____ Passage provided
Born 22 May, 1964, Helsinki

Master of Arts 1990 (Finnic Languages, joint honours in Finno-Ugric Languages, 1991), Licentiate of Philosophy 1996 and Doctor of Philosophy (Finnic Languages) 2003, University of Helsinki

Professor of Finnic Languages 2005-, University of Helsinki
Researcher, Institute for the Languages of Finland 1991–1992
M.A.Castrén seura (‘society’) and Ministry of Education project secretary 1992–1993
Finnic Languages Assistant 1993–99 and Researcher 1999–2002, University of Helsinki.
Secretary of Finno-Ugric Society 1994–2003
Professor of Finnic Languages 2003–2005 (fixed term), University of Helsinki

Publications and other academic activity

Research interests: Finnic languages and the Finno-Ugric of the Volga region, language change and change in speech communities, early history of languages, language typology, sociolinguistics and etymology.

Photo: Lena Salmi
Written by Riho Grünthal and Riitta-Ilona Hurmerinta (ed.)
Translated by John Calton

Life at the University of Helsinki

Studying and working at the University has felt like a never-ending party. It is a diverse and dynamic organisation, society in miniature with networks of various age groups. During my study years, I immediately plunged into a network of older students in my freshman year, into a completely different reality. I even found my spouse in the world of the university, as did many others.

As a work community, the University is also a very stimulating environment. New students are accepted every year, and each autumn the University opens its doors to someone for the first time. The same curiosity enters the students during lectures and the big question gets repeated: what does the university have to offer for life and the future? Fortunately, the University is much more than just a production line churning out degrees. It is difficult to imagine a similar institution that would be able to bring different generations together like the University does. As a University employee, I’ve learnt a lot from sitting in the same meetings and in the same committees as the experts from other disciplines.

I appreciate the fact that the University still has time and space for tacit knowledge, the kind that connects people, time and stories. But I am also thankful that the University lives up to its name as the alma mater, with enough energy to get people moving!
________
____ Supplied information
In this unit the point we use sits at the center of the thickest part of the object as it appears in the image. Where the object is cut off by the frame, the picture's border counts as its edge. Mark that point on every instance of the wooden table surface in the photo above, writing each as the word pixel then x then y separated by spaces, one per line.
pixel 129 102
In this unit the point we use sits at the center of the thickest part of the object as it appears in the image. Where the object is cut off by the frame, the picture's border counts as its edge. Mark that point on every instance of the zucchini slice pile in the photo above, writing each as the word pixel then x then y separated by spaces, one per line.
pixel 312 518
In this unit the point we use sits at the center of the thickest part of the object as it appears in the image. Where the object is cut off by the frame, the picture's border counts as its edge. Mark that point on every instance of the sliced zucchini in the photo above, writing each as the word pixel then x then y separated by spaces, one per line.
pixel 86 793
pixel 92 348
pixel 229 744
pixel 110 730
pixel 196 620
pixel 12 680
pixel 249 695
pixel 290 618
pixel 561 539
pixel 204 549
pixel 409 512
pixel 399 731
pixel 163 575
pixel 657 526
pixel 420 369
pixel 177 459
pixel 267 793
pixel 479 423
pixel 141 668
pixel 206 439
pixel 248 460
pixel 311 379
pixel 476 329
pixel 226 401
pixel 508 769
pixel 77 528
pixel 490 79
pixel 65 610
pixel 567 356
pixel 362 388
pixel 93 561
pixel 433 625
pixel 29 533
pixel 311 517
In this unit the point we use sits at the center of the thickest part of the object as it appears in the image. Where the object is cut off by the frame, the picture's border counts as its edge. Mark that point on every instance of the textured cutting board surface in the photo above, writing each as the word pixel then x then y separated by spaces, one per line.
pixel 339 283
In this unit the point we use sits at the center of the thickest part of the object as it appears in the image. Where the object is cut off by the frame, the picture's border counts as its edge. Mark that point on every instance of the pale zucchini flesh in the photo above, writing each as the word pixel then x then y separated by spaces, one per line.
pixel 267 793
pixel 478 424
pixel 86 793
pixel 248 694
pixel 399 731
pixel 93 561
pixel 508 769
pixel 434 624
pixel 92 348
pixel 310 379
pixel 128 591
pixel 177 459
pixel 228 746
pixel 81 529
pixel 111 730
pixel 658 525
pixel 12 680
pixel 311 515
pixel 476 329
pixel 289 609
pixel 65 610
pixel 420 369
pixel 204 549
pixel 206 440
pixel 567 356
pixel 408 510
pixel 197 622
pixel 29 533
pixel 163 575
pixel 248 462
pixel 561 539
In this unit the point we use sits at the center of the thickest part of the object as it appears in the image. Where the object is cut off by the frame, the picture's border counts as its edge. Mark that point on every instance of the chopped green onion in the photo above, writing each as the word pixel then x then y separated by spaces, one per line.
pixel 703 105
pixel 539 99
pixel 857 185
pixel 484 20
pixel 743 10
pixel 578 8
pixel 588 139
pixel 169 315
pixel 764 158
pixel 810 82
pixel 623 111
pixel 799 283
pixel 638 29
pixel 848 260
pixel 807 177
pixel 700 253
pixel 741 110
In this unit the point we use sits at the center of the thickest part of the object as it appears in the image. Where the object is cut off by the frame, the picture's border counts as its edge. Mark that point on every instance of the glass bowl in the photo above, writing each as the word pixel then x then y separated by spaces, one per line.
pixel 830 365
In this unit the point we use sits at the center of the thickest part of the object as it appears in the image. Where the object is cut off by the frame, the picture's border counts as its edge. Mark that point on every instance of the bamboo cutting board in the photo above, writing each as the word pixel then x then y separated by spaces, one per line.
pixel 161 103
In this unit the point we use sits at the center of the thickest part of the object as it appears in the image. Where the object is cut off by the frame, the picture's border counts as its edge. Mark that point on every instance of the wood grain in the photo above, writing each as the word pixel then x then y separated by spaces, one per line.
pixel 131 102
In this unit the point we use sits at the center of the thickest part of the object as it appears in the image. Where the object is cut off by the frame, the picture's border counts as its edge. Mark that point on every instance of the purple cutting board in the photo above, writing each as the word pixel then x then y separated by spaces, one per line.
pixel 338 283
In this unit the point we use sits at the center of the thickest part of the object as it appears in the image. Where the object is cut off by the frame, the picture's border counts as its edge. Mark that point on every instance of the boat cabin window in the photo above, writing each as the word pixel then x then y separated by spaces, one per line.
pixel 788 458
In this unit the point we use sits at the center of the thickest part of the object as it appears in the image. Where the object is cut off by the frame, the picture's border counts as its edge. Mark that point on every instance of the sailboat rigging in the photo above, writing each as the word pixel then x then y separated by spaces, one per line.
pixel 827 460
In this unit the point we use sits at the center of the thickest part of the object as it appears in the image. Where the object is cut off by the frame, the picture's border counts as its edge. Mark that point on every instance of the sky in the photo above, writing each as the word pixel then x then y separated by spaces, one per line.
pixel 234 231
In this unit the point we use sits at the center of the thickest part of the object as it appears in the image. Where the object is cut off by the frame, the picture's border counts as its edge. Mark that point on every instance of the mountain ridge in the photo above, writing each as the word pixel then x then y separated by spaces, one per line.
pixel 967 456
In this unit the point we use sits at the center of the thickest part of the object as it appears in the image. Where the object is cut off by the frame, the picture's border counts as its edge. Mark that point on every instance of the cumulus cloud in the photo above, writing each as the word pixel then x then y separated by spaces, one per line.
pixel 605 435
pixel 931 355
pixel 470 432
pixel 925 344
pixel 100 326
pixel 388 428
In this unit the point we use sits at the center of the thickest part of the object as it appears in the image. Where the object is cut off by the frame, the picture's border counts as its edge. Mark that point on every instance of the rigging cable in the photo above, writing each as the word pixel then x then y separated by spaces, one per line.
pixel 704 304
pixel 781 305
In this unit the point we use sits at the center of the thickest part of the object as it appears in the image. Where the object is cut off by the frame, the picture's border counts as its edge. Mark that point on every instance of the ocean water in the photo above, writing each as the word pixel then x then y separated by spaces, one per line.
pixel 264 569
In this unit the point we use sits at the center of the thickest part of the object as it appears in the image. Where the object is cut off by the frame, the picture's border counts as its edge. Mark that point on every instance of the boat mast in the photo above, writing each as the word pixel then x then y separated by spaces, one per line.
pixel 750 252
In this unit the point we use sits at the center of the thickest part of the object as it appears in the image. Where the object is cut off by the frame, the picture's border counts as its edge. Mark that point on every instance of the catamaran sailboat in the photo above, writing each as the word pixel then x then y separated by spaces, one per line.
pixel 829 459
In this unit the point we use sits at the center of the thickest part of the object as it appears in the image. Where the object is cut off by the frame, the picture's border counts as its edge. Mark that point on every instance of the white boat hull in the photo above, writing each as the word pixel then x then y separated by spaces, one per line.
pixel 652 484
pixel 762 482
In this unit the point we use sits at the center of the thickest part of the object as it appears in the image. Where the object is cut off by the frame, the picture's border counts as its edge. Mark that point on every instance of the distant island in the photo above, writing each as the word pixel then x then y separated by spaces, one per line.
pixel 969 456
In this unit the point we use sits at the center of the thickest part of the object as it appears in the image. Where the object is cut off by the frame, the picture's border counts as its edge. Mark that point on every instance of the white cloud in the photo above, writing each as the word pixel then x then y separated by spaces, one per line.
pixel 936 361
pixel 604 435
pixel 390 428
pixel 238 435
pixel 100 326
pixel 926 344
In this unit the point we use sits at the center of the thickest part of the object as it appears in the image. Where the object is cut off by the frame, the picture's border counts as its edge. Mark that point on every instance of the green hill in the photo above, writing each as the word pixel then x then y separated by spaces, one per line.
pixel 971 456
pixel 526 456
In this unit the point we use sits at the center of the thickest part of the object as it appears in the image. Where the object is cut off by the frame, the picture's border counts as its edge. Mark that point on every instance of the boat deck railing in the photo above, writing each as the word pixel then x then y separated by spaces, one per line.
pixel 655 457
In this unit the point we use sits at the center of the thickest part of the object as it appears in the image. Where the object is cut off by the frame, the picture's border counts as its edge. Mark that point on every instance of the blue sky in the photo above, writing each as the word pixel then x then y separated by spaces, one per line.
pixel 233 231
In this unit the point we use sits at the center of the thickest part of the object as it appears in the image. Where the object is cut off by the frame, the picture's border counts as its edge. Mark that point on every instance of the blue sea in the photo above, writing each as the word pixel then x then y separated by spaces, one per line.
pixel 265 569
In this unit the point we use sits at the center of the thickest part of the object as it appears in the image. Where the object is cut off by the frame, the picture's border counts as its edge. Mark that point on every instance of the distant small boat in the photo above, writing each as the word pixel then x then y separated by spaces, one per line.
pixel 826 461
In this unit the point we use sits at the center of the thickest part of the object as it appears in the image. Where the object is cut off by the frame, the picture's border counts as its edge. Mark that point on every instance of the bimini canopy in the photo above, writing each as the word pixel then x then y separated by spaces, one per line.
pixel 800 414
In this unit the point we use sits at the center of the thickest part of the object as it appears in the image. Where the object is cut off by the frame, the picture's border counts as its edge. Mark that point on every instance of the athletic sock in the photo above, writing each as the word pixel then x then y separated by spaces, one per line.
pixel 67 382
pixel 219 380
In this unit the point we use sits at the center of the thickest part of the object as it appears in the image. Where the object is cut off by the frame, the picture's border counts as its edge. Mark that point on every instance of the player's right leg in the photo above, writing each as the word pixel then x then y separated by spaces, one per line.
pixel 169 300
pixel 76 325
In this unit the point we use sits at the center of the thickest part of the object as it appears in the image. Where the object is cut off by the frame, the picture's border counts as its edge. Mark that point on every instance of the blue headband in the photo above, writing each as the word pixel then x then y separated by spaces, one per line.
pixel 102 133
________
• Your instructions
Repeat the passage from the university profile above word for word, starting with "Secretary of Finno-Ugric" and going on through "did many others.".

• Exercise result
Secretary of Finno-Ugric Society 1994–2003
Professor of Finnic Languages 2003–2005 (fixed term), University of Helsinki

Publications and other academic activity

Research interests: Finnic languages and the Finno-Ugric of the Volga region, language change and change in speech communities, early history of languages, language typology, sociolinguistics and etymology.

Photo: Lena Salmi
Written by Riho Grünthal and Riitta-Ilona Hurmerinta (ed.)
Translated by John Calton

Life at the University of Helsinki

Studying and working at the University has felt like a never-ending party. It is a diverse and dynamic organisation, society in miniature with networks of various age groups. During my study years, I immediately plunged into a network of older students in my freshman year, into a completely different reality. I even found my spouse in the world of the university, as did many others.